__Information given__:
—————
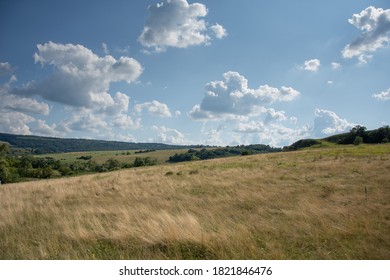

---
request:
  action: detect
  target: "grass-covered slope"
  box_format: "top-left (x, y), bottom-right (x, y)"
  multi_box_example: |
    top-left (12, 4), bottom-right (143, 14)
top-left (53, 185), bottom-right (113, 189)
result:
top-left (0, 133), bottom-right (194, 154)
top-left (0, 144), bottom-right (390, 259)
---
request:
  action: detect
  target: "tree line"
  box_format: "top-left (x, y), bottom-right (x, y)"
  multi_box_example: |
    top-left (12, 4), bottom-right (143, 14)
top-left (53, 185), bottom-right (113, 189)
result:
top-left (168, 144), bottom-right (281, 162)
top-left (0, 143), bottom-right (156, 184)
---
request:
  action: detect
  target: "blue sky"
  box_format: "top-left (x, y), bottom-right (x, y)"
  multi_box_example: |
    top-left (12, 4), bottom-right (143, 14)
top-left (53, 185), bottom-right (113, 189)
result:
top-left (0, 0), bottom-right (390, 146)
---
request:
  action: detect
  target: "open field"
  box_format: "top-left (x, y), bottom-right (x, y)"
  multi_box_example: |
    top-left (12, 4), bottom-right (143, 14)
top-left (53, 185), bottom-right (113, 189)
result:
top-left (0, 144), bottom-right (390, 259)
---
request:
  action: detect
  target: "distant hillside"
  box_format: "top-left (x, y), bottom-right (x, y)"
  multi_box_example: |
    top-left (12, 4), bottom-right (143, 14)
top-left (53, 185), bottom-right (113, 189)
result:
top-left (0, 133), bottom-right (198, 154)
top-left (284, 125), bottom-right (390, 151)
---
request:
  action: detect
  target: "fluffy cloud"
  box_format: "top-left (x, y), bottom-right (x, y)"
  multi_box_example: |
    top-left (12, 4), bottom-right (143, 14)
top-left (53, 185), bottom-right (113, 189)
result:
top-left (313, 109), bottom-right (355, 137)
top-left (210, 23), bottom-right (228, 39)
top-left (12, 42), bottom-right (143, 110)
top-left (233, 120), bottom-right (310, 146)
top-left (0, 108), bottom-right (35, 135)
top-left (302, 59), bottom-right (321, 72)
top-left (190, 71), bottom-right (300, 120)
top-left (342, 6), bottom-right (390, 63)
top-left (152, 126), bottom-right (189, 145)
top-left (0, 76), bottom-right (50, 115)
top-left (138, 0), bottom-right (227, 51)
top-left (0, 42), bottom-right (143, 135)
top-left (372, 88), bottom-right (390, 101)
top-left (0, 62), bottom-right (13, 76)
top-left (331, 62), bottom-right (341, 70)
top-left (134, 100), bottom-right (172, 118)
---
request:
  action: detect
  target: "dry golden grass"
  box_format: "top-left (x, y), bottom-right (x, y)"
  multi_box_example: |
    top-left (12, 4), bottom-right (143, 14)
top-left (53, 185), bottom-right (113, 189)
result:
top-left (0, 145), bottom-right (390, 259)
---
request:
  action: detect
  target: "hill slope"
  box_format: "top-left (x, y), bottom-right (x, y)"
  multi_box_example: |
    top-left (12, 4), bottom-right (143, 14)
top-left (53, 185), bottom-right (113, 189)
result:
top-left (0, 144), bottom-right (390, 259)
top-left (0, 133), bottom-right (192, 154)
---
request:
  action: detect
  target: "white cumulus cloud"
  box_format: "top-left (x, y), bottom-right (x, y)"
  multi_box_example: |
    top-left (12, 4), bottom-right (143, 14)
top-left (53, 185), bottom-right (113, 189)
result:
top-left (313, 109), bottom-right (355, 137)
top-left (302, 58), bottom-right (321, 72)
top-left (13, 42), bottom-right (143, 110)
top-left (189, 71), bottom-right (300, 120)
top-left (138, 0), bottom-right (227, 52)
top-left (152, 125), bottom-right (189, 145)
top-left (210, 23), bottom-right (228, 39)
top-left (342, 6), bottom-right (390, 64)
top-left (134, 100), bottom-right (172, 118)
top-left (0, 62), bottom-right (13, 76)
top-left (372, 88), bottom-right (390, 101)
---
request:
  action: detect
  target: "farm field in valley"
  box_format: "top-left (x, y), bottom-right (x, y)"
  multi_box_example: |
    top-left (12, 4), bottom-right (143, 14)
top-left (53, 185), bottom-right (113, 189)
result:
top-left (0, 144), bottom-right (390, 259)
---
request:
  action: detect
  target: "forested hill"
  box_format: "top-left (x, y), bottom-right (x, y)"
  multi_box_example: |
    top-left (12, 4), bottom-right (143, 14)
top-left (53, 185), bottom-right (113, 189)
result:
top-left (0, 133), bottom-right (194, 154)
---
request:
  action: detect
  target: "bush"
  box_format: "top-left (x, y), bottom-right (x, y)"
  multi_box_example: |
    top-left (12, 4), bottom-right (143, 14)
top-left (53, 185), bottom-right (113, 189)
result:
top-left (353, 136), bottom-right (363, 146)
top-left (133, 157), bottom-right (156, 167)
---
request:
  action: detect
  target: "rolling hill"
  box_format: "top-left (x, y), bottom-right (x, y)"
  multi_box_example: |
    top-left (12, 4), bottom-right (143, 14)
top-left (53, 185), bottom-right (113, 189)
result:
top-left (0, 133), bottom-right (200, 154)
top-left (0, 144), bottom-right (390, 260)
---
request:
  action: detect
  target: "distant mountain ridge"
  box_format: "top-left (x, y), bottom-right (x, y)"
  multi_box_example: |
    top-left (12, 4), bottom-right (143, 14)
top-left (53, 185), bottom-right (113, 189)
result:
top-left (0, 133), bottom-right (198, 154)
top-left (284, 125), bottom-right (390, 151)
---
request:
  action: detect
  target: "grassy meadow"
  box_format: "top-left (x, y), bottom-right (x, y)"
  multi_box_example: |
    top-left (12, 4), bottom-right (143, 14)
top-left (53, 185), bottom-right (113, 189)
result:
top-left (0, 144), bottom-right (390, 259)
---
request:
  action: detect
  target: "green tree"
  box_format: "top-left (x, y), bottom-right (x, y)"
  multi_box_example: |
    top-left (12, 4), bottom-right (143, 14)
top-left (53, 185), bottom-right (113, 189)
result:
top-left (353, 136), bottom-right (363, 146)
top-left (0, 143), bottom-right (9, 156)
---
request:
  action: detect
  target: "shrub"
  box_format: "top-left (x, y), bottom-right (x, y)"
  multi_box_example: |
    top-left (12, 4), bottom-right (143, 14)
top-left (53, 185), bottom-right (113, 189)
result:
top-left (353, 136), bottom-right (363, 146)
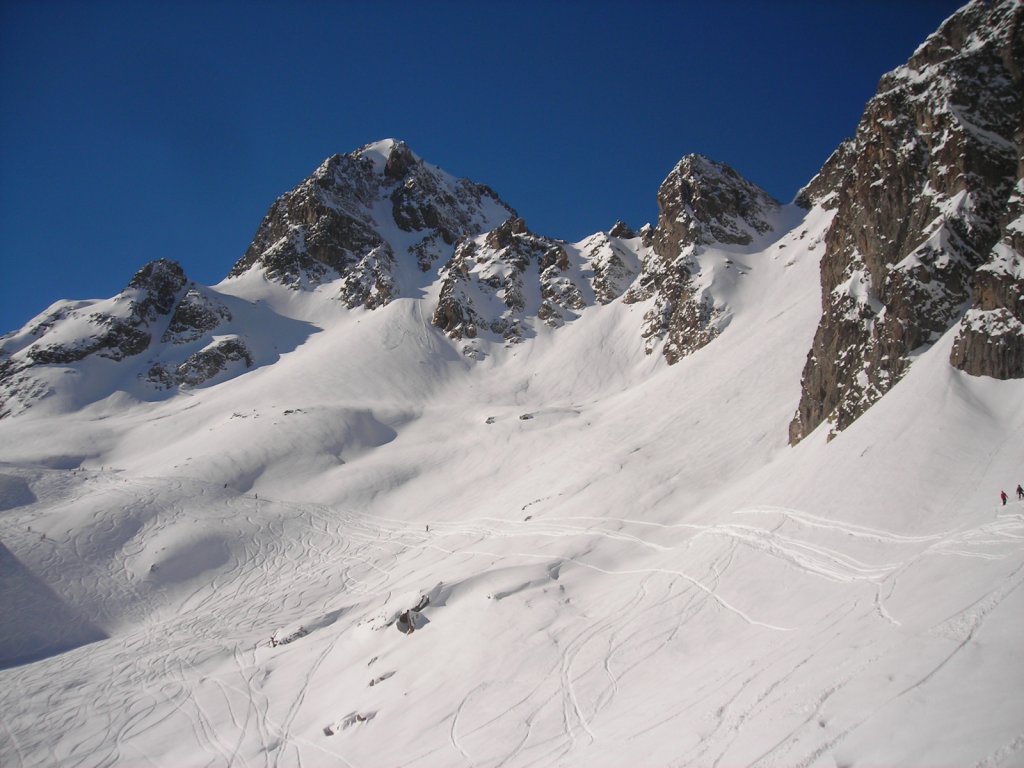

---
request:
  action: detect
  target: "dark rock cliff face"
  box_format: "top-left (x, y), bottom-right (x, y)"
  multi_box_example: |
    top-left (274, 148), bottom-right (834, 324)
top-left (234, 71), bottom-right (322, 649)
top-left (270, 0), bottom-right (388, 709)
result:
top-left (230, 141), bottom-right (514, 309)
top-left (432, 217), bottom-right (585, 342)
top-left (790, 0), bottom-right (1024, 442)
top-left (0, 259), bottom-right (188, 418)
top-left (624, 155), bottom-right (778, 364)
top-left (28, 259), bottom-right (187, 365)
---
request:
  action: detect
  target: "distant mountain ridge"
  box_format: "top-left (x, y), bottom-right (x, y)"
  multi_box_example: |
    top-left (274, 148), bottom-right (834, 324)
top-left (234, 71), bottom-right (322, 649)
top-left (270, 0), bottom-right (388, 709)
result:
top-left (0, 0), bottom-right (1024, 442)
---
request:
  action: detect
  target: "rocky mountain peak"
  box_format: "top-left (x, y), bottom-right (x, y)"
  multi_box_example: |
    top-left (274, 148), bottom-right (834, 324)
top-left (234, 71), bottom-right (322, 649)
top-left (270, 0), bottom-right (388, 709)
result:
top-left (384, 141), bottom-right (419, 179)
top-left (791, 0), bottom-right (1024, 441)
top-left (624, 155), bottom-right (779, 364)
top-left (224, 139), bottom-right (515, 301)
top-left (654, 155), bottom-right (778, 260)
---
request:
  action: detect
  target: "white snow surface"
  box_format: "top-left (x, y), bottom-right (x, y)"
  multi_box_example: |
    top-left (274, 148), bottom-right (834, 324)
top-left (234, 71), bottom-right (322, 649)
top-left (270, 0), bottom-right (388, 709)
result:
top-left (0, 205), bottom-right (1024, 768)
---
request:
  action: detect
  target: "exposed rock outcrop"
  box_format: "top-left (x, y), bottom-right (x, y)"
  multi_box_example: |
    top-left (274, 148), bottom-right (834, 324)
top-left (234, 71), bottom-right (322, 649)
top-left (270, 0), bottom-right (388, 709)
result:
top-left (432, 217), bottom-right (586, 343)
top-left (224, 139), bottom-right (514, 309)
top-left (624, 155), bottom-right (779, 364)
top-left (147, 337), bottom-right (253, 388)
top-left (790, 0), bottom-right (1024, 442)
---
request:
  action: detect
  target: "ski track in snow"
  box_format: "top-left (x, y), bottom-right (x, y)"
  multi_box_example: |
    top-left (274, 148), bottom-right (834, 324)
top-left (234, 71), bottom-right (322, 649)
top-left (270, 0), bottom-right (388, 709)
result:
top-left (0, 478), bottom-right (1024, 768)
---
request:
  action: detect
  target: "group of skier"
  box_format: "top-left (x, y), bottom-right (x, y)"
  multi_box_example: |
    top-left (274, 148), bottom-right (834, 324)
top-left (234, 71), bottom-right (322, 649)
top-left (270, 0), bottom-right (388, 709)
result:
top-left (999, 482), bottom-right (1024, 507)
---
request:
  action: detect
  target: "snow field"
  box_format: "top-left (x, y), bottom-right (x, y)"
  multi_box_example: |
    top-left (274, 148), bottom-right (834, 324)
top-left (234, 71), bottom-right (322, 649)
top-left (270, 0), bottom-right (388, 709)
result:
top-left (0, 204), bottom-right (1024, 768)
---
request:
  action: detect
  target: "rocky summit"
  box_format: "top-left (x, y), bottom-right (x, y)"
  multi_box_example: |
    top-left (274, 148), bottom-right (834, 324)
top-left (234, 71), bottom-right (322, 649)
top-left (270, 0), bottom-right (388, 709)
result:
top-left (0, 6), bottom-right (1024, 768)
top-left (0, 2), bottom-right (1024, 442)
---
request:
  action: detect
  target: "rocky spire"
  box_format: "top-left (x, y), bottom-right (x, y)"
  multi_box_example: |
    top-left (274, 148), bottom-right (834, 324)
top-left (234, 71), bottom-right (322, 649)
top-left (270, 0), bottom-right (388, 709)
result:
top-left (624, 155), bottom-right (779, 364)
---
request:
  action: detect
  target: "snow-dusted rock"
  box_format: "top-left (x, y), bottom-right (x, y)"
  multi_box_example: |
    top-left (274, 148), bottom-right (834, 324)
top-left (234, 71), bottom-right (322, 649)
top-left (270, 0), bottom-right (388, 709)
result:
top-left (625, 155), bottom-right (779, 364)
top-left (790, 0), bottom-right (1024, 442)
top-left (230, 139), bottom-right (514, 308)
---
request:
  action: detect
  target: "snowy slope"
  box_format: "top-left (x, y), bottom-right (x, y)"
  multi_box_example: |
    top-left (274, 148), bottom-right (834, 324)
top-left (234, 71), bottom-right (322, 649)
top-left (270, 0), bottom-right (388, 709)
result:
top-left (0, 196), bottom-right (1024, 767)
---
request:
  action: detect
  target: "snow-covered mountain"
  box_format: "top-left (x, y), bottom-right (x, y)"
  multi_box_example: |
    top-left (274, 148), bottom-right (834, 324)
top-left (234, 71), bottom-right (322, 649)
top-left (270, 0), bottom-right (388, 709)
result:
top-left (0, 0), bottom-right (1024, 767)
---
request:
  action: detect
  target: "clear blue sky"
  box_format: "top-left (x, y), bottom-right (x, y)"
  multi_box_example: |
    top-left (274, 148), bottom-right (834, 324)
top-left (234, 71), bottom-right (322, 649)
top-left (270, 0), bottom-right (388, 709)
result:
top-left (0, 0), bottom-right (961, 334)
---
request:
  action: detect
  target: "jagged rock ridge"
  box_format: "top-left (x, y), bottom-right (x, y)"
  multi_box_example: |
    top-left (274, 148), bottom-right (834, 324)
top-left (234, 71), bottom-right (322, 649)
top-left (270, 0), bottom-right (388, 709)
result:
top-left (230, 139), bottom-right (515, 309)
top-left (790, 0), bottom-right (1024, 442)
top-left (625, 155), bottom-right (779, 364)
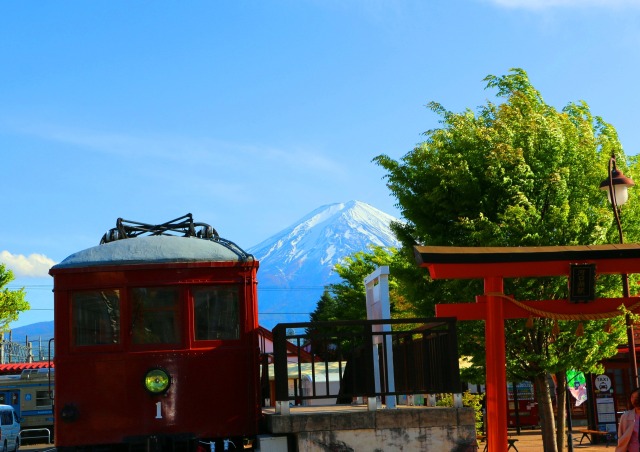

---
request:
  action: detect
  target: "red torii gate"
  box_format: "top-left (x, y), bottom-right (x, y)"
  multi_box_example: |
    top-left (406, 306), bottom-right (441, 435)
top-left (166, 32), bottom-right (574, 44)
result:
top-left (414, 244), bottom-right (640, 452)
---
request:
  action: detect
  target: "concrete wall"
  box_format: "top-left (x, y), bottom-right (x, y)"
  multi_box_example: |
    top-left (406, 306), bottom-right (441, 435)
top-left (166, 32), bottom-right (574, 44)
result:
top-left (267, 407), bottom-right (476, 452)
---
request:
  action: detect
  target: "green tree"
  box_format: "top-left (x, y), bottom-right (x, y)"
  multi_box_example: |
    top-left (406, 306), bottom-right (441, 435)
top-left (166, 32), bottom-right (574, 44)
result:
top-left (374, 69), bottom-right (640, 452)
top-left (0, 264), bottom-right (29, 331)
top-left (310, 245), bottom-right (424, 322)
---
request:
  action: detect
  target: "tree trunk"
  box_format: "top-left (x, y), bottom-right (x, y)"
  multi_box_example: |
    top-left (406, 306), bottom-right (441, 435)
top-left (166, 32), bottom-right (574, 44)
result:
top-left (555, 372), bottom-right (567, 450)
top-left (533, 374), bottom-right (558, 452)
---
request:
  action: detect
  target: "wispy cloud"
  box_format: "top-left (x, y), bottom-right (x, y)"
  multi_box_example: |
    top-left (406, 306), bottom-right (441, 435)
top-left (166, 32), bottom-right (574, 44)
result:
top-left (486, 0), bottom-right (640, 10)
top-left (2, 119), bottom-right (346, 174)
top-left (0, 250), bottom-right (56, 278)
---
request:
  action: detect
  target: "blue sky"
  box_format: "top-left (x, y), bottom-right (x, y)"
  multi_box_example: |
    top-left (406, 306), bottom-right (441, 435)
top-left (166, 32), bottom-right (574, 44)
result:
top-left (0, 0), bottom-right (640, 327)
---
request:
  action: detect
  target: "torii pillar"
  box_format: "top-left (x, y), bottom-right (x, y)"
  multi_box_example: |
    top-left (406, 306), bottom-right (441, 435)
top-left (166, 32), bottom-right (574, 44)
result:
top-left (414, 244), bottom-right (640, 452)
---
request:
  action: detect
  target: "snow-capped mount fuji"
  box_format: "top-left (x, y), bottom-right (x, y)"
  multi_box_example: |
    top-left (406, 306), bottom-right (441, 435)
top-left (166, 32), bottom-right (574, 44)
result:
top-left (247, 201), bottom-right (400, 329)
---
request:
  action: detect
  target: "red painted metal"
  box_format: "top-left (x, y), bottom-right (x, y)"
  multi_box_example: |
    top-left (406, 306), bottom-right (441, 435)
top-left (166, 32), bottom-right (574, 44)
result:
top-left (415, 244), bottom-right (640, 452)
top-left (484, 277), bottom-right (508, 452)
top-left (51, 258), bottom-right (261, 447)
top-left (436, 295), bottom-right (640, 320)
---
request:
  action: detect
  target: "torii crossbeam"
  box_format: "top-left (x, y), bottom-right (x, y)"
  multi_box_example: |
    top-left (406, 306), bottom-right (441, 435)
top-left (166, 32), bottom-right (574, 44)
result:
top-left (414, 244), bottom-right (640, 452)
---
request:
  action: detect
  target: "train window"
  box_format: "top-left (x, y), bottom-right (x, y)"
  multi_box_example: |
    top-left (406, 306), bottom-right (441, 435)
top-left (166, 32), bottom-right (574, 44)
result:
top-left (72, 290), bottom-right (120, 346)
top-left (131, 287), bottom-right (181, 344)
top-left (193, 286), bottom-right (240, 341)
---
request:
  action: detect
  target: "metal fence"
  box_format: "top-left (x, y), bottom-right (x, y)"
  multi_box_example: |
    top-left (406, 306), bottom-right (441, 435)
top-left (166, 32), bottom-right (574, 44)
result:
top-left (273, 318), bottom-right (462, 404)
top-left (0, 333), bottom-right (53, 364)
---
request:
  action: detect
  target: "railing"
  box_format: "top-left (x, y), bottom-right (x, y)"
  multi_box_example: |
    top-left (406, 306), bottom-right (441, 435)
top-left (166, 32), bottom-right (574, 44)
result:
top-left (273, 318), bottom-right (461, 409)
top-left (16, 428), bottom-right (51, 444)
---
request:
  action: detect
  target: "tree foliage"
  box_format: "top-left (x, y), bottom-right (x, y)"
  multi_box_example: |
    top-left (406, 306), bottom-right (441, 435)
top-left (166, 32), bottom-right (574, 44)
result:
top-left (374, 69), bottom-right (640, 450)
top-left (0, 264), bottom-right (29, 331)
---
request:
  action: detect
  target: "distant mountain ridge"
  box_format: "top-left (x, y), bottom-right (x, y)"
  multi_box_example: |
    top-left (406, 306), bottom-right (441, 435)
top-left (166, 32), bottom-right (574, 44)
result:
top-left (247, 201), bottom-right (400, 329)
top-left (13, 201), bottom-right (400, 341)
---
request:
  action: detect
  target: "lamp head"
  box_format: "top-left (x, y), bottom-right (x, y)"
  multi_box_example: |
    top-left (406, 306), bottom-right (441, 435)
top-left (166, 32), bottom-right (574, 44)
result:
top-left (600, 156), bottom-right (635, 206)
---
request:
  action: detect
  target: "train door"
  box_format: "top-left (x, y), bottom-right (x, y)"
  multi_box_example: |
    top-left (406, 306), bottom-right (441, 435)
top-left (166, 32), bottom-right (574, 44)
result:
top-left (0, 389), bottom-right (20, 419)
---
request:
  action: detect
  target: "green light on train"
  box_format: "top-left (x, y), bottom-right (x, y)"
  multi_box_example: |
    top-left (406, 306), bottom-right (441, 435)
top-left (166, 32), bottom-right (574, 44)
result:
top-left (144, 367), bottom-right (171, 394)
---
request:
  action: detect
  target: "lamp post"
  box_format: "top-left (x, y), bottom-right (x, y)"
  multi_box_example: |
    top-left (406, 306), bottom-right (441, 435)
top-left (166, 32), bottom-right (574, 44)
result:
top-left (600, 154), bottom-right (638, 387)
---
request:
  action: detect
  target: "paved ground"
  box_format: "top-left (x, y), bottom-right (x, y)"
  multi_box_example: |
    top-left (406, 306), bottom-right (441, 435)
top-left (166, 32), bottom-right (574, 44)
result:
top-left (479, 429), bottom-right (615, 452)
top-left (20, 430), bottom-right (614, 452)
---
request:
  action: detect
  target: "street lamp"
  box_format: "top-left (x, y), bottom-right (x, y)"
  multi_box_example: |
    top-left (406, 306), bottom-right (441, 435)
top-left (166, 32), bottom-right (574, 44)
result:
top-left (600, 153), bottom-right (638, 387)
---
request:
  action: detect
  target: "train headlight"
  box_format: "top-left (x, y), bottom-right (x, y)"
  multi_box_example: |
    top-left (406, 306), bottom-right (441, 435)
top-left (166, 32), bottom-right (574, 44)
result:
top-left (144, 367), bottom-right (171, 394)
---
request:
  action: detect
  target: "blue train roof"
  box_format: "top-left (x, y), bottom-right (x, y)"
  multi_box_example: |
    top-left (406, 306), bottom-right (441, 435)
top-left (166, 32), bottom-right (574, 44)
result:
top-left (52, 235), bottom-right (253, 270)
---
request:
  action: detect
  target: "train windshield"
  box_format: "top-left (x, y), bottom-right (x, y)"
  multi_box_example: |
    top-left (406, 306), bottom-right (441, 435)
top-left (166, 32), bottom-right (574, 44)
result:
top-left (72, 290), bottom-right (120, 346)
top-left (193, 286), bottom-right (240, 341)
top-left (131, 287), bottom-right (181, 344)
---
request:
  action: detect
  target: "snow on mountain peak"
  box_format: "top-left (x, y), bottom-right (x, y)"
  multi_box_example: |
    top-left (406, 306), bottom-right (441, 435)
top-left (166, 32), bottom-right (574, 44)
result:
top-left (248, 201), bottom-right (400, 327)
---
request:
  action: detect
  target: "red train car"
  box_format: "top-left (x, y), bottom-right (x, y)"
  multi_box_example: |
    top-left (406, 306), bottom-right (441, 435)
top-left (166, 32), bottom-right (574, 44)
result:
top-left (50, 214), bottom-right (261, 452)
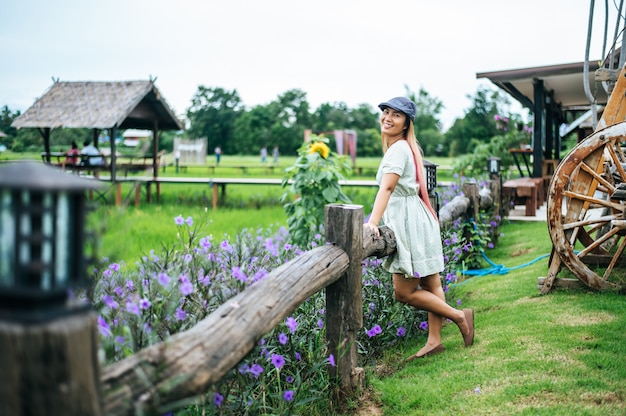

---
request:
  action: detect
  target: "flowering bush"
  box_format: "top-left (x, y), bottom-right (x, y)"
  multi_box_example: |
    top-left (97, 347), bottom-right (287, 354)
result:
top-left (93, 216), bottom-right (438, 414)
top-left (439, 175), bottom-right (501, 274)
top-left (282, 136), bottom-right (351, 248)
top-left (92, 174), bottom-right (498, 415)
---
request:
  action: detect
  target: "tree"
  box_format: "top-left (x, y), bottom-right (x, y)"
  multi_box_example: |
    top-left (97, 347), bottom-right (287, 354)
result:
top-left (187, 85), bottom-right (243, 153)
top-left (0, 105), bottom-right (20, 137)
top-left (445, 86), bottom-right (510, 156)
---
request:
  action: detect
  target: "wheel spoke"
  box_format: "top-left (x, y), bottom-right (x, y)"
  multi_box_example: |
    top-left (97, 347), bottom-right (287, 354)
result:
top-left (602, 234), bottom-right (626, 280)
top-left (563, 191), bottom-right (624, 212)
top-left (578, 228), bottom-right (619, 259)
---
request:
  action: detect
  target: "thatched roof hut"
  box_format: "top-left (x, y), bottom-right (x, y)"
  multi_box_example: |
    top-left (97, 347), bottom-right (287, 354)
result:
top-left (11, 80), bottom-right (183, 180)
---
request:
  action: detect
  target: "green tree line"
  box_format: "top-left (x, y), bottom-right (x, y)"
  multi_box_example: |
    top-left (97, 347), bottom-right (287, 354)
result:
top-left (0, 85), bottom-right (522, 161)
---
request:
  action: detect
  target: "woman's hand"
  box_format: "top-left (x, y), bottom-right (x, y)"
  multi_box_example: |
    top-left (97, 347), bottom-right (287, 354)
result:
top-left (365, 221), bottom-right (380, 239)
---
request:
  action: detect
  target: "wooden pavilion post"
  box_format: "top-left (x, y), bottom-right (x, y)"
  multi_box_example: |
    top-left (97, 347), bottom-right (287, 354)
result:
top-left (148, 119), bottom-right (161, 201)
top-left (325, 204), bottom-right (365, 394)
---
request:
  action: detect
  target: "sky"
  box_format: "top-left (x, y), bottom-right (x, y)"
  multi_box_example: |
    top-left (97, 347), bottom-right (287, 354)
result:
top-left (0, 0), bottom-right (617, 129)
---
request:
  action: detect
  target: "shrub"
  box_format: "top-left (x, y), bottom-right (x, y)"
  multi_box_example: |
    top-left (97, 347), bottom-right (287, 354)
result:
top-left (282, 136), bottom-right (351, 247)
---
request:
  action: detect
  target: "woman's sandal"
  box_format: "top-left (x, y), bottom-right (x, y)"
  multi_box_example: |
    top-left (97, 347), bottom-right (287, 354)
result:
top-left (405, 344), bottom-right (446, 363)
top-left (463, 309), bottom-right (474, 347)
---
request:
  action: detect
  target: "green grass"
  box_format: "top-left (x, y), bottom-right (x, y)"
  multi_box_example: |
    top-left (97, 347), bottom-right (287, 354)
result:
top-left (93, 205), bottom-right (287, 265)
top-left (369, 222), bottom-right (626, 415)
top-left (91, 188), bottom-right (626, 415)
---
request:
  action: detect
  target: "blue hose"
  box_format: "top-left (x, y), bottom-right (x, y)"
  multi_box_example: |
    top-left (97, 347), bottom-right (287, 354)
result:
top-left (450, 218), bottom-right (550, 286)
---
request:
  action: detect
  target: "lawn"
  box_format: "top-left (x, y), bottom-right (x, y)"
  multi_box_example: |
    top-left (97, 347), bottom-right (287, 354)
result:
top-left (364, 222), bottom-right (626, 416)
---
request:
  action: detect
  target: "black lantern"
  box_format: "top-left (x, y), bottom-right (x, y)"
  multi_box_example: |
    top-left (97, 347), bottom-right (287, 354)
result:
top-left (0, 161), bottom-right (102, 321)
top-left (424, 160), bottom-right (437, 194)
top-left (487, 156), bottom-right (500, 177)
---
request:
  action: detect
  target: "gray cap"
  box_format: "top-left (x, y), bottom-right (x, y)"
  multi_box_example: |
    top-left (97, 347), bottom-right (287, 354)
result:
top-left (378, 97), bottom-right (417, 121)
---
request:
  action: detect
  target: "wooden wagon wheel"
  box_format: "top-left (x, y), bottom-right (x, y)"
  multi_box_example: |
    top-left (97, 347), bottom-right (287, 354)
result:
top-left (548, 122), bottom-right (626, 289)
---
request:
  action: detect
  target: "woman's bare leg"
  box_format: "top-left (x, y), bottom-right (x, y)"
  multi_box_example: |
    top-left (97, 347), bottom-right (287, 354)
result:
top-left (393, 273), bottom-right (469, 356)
—————
__Exercise directions__:
Pick out every line of the records that contains the word "peak", and copy each one in full.

__Complete response__:
  target: "rocky mountain peak"
  target: "snow on mountain peak"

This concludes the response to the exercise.